(Collected data)
○ ○ ○ ○ ○
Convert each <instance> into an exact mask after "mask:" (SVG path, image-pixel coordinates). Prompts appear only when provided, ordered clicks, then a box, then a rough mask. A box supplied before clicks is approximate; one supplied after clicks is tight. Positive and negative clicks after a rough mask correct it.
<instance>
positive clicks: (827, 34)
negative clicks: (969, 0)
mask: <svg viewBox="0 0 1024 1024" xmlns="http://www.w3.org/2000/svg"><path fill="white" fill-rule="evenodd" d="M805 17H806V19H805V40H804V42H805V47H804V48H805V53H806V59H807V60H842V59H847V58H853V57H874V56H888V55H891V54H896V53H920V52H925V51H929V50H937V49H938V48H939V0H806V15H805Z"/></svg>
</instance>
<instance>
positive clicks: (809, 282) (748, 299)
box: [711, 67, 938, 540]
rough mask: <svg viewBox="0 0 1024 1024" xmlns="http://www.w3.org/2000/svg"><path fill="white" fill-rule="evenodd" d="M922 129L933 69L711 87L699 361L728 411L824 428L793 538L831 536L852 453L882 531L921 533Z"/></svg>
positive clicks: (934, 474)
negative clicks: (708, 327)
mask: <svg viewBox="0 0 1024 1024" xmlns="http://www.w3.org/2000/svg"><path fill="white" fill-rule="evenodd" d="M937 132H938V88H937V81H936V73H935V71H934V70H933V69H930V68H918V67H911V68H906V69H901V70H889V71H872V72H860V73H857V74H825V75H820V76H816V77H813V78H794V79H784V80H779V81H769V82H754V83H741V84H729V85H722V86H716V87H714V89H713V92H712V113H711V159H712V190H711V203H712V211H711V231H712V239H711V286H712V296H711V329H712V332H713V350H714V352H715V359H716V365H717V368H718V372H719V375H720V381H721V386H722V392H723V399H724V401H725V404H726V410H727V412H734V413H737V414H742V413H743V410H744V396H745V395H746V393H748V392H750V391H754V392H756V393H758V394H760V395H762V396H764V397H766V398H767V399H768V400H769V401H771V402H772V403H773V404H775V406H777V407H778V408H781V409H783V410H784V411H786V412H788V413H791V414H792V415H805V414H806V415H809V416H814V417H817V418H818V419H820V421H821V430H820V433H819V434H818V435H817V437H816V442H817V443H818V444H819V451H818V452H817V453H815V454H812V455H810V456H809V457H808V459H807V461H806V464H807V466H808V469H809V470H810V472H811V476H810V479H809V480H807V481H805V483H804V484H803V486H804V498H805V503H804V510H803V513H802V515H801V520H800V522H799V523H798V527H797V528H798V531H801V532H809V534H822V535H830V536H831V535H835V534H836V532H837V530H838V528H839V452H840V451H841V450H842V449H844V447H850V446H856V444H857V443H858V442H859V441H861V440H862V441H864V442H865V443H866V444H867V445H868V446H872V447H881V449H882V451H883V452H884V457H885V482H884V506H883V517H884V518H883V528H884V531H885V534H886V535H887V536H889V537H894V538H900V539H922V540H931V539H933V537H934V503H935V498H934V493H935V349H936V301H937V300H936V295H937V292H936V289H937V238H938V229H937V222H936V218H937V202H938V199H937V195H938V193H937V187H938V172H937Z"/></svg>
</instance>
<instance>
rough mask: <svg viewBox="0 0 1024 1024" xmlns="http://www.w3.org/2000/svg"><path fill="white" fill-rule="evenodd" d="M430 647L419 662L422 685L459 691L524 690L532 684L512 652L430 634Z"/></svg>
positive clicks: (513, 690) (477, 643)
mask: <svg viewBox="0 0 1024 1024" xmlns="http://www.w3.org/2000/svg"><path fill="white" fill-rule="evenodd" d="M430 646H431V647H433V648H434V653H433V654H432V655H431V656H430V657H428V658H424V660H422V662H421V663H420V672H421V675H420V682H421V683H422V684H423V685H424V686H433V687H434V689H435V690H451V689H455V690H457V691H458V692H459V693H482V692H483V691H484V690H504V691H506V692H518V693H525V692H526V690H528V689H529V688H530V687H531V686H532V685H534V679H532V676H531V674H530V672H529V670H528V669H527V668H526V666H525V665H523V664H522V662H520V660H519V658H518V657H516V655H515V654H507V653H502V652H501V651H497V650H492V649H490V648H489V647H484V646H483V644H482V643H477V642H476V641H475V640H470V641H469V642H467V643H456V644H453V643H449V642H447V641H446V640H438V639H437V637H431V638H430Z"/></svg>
○ ○ ○ ○ ○
Say how many lines of the data above include the word "rough", and add nothing further.

Solution for this problem >> 3